• _EXERCISE SET_:
1. In the article on the fantasy gifts in the 2011 Neiman Marcus Christmas book, translate this sentence into Spanish: "The portable structure includes one-of-a-kind designer down-filled pillows and a crystal chandelier."
2. Summarize the article on the fantasy gifts in the 2011 Neiman Marcus Christmas book in two sentences.
3. Extend the article on the fantasy gifts in the 2011 Neiman Marcus Christmas book, beginning after its final sentence.

• _PASSAGE PROVIDED_:
Falling bonuses could not be coming at a worse time for investment bankers: It is going to make it that much harder to buy a $75,000 yurt for Christmas. A luxury version of the tent more associated with Mongol nomads than Wall Street dealmakers is one of the fantasy gifts in the 2011 Neiman Marcus Christmas book.
Image: 'Dream Folly' fantasy gift from Neiman Marcus' 2011 Christmas Book
/ Source: Reuters

Falling bonuses could not be coming at a worse time for investment bankers: It is going to make it that much harder to buy a $75,000 yurt for Christmas.

A luxury version of the tent more associated with Mongol nomads than Wall Street dealmakers is one of the fantasy gifts in the 2011 Neiman Marcus Christmas book.

At 18 feet in diameter, the hand-painted yurt is "the ideal simulation of a genie's posh bottle," the catalog says. The portable structure includes one-of-a-kind designer down-filled pillows and a crystal chandelier.

Not interested in nomadic outdoor living? How about a $125,000 custom-built library from luxury book publisher Assouline? It has custom-carpeting, objects d'art and framed prints, as well as 250 current or vintage books of the customer's choice.

For those with a bit more to spend, there is a $420,000 international flower show tour, arranged by JetWay private air. The tour, for 10 people, begins at the tulip festival in Merges, Switzerland, and makes stops at the Kifissia flower show in Athens, the Altera rose festival in Avignon, France, and the Chelsea flower show in London.

Neiman Marcus will also make contributions to charities like Firstbook, the Lady Bird Johnson Wildflower Center and the Breast Cancer Research Foundation.

• _PROVIDED MATERIAL_:

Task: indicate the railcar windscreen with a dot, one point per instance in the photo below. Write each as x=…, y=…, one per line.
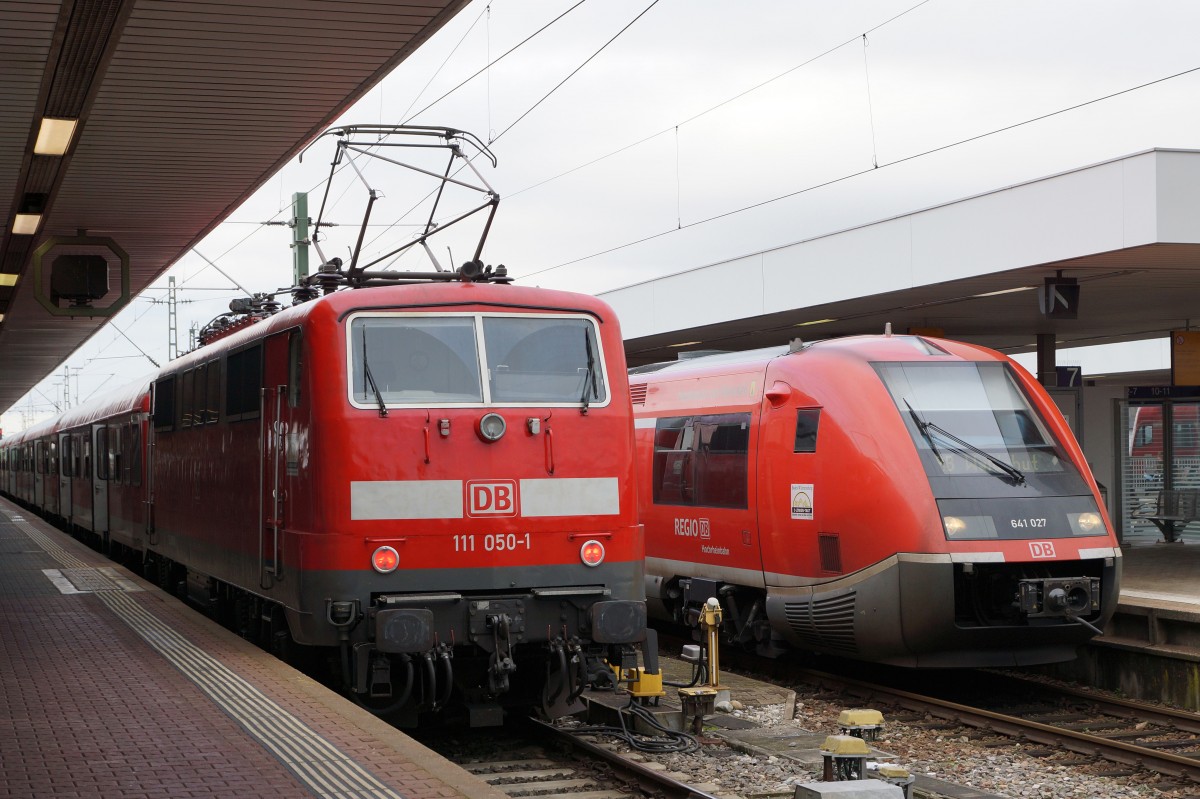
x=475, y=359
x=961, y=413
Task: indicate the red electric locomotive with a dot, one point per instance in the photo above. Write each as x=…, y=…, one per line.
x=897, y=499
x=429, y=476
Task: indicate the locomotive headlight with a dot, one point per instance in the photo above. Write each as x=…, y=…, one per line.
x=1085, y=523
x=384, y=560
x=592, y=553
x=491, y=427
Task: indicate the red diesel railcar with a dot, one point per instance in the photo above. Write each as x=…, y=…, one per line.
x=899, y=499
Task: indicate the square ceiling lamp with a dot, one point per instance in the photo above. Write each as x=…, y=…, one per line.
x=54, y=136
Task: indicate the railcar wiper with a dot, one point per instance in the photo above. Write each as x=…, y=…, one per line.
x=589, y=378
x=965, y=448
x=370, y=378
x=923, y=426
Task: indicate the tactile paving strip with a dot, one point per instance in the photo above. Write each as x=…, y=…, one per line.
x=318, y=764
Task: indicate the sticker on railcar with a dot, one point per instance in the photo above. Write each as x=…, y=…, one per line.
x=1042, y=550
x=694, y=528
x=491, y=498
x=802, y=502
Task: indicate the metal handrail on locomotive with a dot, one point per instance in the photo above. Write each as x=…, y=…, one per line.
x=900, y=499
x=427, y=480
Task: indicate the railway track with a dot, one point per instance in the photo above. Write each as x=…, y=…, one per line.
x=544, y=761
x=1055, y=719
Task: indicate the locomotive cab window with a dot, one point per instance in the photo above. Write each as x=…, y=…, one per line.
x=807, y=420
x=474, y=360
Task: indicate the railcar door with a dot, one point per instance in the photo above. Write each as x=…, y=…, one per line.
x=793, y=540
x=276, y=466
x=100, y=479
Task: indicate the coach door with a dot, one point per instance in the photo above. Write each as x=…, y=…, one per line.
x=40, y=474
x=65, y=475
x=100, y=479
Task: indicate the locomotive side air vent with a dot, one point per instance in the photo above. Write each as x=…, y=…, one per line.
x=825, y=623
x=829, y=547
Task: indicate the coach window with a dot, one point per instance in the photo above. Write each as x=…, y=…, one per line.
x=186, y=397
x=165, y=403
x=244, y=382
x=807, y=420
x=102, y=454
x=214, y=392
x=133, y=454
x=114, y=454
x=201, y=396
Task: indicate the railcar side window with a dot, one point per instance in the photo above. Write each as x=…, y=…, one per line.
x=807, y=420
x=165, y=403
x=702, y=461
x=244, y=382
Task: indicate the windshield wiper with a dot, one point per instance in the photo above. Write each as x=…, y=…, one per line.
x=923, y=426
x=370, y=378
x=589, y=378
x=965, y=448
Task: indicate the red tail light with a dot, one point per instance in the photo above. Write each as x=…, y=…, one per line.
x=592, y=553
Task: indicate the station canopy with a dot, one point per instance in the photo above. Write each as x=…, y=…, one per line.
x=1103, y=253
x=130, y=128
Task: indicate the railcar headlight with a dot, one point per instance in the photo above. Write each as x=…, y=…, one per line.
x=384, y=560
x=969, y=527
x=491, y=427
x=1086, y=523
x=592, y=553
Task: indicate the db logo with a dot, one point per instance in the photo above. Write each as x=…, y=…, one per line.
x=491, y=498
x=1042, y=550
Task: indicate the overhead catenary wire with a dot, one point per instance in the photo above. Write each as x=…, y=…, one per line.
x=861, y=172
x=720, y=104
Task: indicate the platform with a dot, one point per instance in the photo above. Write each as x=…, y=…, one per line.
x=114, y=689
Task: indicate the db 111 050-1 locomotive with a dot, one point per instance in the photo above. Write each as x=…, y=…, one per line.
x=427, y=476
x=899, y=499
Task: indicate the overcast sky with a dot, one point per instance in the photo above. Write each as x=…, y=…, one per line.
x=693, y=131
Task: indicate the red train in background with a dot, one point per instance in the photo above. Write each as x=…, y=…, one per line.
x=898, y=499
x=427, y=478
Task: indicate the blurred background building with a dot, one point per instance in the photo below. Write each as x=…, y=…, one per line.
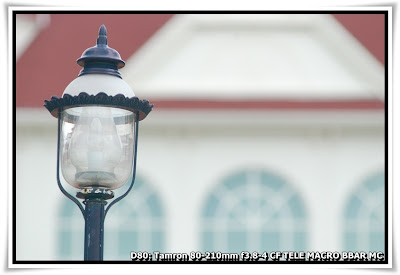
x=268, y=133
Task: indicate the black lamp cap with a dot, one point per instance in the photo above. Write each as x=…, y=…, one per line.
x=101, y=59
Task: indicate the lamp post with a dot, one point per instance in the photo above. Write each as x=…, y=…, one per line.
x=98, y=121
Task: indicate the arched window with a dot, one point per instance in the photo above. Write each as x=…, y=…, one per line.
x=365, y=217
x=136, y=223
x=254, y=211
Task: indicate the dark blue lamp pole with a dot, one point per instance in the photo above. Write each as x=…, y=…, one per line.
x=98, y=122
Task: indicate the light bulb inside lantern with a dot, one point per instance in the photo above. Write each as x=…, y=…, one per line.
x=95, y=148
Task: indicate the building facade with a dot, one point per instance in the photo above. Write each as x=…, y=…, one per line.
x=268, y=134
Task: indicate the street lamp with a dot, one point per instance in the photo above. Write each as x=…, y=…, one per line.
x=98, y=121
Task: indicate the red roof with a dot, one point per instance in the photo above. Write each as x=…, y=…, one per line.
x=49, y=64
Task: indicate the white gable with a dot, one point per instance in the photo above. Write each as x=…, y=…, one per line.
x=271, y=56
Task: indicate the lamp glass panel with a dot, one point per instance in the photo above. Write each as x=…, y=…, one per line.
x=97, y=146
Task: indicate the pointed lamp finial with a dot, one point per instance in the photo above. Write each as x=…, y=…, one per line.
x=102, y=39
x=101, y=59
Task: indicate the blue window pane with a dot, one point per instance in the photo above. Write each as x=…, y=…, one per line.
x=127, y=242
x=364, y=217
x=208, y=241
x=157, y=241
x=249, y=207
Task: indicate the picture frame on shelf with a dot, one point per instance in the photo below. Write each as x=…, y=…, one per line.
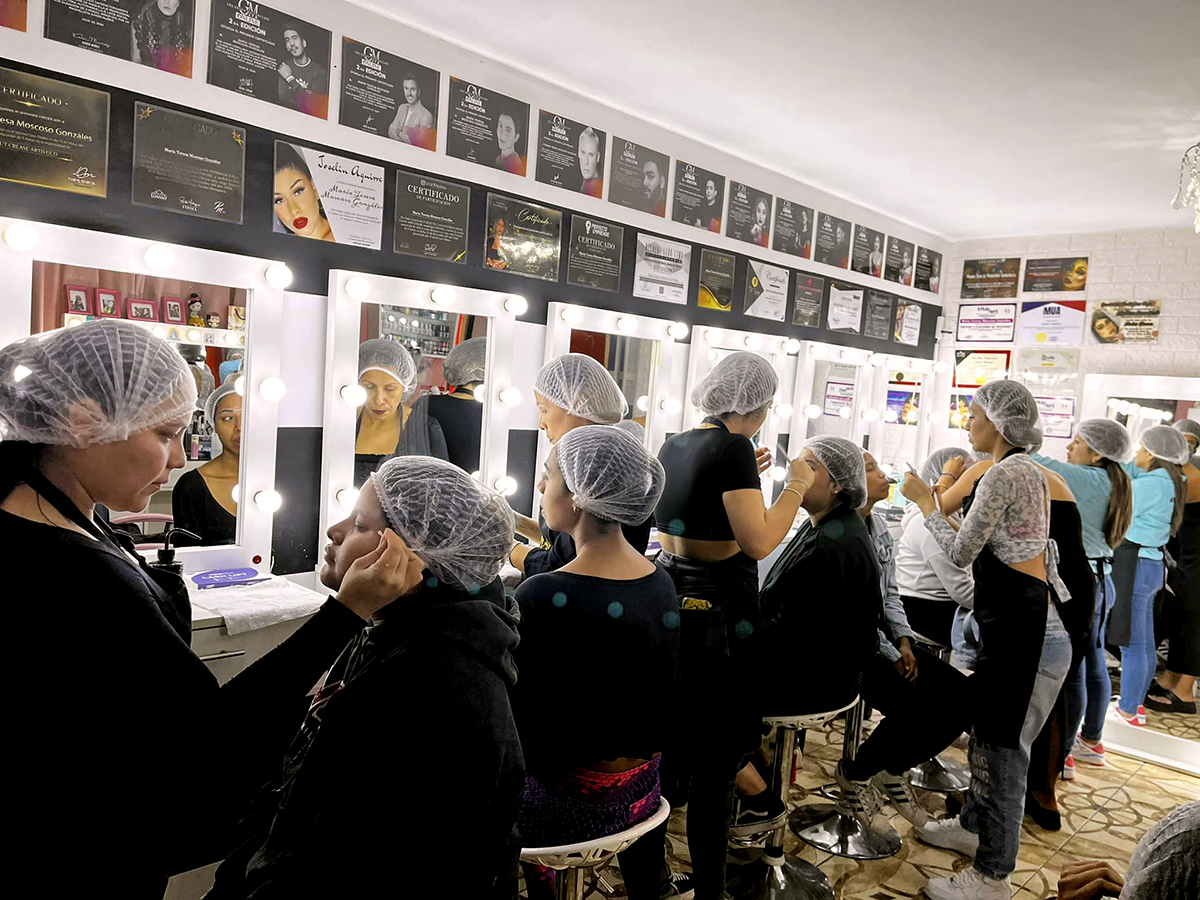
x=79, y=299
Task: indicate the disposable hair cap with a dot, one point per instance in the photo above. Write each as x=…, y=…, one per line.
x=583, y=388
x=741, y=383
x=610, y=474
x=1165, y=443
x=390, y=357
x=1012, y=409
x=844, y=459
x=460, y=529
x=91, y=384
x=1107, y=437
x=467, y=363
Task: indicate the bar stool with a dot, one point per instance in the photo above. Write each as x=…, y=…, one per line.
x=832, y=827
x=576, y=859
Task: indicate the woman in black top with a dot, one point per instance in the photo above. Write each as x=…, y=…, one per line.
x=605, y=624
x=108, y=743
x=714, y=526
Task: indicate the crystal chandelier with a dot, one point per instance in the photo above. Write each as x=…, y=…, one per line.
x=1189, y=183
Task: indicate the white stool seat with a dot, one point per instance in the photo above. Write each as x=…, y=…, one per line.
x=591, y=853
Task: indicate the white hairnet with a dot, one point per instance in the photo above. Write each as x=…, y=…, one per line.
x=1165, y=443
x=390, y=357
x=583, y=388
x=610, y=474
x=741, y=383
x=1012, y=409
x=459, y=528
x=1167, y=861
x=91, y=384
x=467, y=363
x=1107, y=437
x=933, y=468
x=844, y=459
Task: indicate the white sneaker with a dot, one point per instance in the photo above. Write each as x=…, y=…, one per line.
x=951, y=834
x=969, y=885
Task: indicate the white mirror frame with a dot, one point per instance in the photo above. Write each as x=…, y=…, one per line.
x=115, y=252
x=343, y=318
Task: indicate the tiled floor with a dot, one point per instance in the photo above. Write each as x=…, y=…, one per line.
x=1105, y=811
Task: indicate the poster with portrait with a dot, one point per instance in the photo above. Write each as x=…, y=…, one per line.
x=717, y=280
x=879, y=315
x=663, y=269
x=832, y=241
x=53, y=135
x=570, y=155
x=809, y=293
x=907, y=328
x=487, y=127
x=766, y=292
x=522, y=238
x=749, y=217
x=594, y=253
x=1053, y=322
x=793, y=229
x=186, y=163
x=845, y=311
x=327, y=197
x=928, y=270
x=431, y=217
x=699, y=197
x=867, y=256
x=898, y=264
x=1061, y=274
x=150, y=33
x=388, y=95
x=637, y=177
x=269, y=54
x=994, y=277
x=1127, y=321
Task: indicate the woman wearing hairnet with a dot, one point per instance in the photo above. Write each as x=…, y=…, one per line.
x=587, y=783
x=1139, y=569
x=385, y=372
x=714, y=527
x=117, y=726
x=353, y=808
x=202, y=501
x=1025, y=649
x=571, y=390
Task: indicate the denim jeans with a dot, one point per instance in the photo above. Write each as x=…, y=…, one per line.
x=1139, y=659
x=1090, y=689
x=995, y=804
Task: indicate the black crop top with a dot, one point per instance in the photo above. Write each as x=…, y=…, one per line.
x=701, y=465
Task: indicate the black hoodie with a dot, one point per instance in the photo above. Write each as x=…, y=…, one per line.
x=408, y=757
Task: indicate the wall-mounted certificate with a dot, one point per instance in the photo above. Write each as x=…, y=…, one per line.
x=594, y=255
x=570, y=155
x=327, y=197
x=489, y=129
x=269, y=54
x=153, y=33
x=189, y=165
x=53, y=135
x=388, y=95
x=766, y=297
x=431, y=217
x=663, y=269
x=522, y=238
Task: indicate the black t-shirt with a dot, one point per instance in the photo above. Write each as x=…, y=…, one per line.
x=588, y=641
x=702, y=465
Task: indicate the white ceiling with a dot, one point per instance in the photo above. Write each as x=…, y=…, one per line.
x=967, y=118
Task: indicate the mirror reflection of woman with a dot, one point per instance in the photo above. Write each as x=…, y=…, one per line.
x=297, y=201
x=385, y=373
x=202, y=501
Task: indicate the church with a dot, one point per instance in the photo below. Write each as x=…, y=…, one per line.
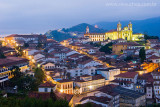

• _RESPONSES TO THE EXERCISE_:
1. La estructura portátil incluye cojines de plumón únicos, de diseñador, y una lámpara de araña de cristal.

2. The 2011 Neiman Marcus Christmas book offers fantasy gifts such as a $75,000 hand-painted luxury yurt, a purchase that falling bonuses will make harder for investment bankers. Other offerings include a $125,000 custom-built library from Assouline and a $420,000 international flower show tour for 10 people arranged by JetWay private air, and Neiman Marcus will also contribute to charities.

3.
The Christmas book, first published in 1926, has become an annual display of pricey fantasy gifts mixed in with more prosaic items such as $95 sterling silver earrings.

Neiman Marcus will donate $10,000 to Water.org, an organization that helps provide safe drinking water and sanitation in developing countries, in return for the $1 million purchase of his-and-her dancing water fountains from Wet, which designed the fountains at the Bellagio Hotel in Las Vegas.

This year's edition comes as the wealthy are facing assaults from various directions, including the Occupy Wall Street protest movement and its global offshoots, an expected drop of 20 percent or more in investment banking bonus pools, and a volatile stock market.

And if all that is getting bankers down, there is a less-expensive way for them to drown their sorrows -- a $5,000 Johnnie Walker scotch tasting, complete with an authentic Scottish bagpiper and master of whisky telling the history and attributes of the various spirits.